● **Texte à lire**
Quand j’ai appris que la dernière bande dessinée de Luz, intitulée « Deux filles nues », abordait le tragique récit de la célèbre toile d’Otto Mueller, j’ai été immédiatement intrigué et j’ai décidé de la lire. Je ne fus pas déçu. Mais n’anticipons pas.

L’histoire commence en 1919, lorsque le peintre allemand Otto Mueller, proche du mouvement expressionniste, réalise son tableau « Deux jeunes filles nues ». En 1920, après avoir enseigné à l’Académie nationale des arts et métiers de Breslau, Mueller, originaire de Silésie prussienne, fait la connaissance d’Ismar Littmann, un avocat d’affaires et collectionneur d’art moderne qui acquiert son œuvre.

L’histoire aurait pu s’arrêter là, surtout si l’on considère que le peintre atteint de tuberculose est décédé en 1930. Mais l’histoire n’est jamais un long fleuve tranquille, et le début des années 30 , marque aussi l’ascension au pouvoir d’Hitler et de ses disciples. Une arrivée qui va complètement changer la donne.

● **Données fournies**
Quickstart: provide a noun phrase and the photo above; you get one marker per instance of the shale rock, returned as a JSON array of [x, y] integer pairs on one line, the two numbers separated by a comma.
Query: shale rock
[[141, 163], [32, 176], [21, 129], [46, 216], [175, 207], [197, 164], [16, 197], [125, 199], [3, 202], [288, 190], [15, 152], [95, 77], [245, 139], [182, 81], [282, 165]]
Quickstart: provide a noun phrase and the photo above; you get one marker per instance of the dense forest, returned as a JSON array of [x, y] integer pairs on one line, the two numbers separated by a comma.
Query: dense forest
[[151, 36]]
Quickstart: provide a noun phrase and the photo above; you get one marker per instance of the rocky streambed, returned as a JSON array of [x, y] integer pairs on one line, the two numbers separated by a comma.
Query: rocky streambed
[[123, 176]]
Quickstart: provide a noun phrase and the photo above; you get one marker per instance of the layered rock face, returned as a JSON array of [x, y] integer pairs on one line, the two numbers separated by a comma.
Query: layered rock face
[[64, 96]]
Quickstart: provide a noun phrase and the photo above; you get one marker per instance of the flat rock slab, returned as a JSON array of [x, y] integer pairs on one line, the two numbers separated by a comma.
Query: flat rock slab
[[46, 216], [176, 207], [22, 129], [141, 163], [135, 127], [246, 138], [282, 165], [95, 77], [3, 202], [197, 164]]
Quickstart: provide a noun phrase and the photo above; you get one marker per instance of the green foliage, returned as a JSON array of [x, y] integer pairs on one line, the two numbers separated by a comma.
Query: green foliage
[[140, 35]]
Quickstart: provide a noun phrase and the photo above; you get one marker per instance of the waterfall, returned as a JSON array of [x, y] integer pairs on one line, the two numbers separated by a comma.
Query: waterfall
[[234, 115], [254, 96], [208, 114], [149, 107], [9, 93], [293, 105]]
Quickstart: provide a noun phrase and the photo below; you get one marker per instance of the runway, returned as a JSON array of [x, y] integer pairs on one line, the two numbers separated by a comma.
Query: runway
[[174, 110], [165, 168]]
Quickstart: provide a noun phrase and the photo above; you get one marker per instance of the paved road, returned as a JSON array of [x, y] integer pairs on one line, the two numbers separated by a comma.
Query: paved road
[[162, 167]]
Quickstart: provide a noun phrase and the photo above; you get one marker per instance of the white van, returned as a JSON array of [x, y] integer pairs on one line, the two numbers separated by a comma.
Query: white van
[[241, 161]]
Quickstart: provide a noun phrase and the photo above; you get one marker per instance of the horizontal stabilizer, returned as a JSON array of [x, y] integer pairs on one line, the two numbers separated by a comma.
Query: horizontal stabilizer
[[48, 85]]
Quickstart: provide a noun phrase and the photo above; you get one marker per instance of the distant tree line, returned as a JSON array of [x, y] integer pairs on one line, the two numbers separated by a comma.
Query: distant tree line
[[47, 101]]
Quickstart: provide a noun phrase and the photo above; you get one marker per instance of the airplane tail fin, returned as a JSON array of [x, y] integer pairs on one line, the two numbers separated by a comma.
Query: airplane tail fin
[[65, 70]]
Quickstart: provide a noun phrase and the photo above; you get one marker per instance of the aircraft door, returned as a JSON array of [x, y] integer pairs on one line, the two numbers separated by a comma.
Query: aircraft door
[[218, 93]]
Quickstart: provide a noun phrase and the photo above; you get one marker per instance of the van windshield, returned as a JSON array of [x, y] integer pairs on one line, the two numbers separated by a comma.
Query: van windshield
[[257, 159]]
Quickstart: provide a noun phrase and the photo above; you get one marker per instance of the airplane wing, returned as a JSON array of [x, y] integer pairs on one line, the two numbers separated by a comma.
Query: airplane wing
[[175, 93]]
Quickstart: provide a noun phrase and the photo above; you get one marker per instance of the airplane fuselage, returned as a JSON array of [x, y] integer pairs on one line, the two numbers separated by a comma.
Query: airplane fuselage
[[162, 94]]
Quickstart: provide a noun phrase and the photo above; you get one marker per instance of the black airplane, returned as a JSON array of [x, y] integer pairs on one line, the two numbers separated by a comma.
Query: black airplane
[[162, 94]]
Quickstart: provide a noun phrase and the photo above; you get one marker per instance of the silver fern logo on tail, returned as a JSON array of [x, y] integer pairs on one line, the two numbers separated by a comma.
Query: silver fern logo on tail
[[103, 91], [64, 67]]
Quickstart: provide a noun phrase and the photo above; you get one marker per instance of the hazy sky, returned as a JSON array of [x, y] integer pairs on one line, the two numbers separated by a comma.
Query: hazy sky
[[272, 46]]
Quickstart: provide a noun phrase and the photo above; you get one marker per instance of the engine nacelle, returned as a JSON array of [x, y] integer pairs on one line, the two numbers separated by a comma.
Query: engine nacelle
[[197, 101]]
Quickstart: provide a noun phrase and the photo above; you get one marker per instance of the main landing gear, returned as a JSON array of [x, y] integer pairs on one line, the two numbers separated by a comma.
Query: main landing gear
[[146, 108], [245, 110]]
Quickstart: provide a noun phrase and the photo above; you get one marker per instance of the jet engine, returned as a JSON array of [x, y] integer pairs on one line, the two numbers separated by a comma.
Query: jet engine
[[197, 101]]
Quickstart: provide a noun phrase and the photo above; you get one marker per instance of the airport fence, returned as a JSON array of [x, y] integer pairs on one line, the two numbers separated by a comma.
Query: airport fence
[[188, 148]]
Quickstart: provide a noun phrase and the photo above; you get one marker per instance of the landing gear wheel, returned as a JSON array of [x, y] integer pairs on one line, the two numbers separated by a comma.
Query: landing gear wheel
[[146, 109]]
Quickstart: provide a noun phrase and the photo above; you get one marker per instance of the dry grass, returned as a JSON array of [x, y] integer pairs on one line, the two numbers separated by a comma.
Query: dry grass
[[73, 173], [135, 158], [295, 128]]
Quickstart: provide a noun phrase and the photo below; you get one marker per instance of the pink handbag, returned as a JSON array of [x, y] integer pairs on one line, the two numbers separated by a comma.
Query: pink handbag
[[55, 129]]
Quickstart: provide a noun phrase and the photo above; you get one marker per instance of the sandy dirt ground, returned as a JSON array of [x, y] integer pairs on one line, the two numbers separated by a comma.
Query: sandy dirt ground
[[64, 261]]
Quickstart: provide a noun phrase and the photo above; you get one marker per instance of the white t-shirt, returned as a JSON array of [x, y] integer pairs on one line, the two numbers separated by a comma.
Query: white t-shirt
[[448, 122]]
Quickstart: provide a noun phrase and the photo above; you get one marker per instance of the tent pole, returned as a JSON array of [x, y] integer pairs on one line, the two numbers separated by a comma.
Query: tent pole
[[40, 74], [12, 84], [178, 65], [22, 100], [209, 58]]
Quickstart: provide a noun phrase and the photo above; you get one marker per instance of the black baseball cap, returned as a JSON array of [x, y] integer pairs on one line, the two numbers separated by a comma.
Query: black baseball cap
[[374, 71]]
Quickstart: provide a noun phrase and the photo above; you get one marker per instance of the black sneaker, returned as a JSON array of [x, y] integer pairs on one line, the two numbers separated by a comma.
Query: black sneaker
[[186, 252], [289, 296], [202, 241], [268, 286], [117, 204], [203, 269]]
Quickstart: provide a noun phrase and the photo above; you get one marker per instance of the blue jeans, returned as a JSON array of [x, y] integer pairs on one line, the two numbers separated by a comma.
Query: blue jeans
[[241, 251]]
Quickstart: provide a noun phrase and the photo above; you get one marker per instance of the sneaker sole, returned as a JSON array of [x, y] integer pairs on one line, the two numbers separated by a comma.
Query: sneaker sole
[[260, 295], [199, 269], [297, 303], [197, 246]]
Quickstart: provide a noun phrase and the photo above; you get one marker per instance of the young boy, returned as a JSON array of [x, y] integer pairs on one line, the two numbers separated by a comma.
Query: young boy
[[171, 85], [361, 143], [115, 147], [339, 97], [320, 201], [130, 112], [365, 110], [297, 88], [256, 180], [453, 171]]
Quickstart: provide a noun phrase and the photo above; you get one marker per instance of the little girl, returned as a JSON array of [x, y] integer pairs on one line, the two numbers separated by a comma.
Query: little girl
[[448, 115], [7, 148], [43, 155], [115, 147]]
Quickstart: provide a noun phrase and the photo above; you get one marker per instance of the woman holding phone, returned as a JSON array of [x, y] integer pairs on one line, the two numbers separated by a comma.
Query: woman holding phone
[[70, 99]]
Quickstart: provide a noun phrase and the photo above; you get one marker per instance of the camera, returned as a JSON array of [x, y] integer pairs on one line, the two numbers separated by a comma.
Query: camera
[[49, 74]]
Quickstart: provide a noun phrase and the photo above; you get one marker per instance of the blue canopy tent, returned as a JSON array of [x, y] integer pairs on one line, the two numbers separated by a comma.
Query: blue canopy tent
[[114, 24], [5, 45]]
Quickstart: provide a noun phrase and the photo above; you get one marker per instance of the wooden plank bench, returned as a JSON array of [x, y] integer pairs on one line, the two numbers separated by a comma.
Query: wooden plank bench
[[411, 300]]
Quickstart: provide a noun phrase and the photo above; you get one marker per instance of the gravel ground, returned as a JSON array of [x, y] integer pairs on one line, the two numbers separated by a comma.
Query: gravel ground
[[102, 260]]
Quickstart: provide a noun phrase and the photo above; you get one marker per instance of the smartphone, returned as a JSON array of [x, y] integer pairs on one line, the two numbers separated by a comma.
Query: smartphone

● **À faire**
1 - D'après le texte sur le tableau d'Otto Mueller, pourquoi l'histoire de cette toile aurait-elle pu s'arrêter après son achat par Ismar Littmann ? Répondez en une à trois phrases.
2 - Résumez en deux phrases le texte sur le tableau d'Otto Mueller.
Appuyez-vous uniquement sur le texte pour répondre.

● **Réponses par tâche**
1 - Le peintre Otto Mueller, atteint de tuberculose, est mort en 1930.

2 - La bande dessinée de Luz « Deux filles nues » revient sur l'histoire du tableau « Deux jeunes filles nues », peint en 1919 par l'Allemand Otto Mueller et acquis par le collectionneur Ismar Littmann, que le peintre rencontre en 1920. Mueller meurt en 1930, mais le début des années 30 marque aussi l'arrivée au pouvoir d'Hitler, qui va tout changer.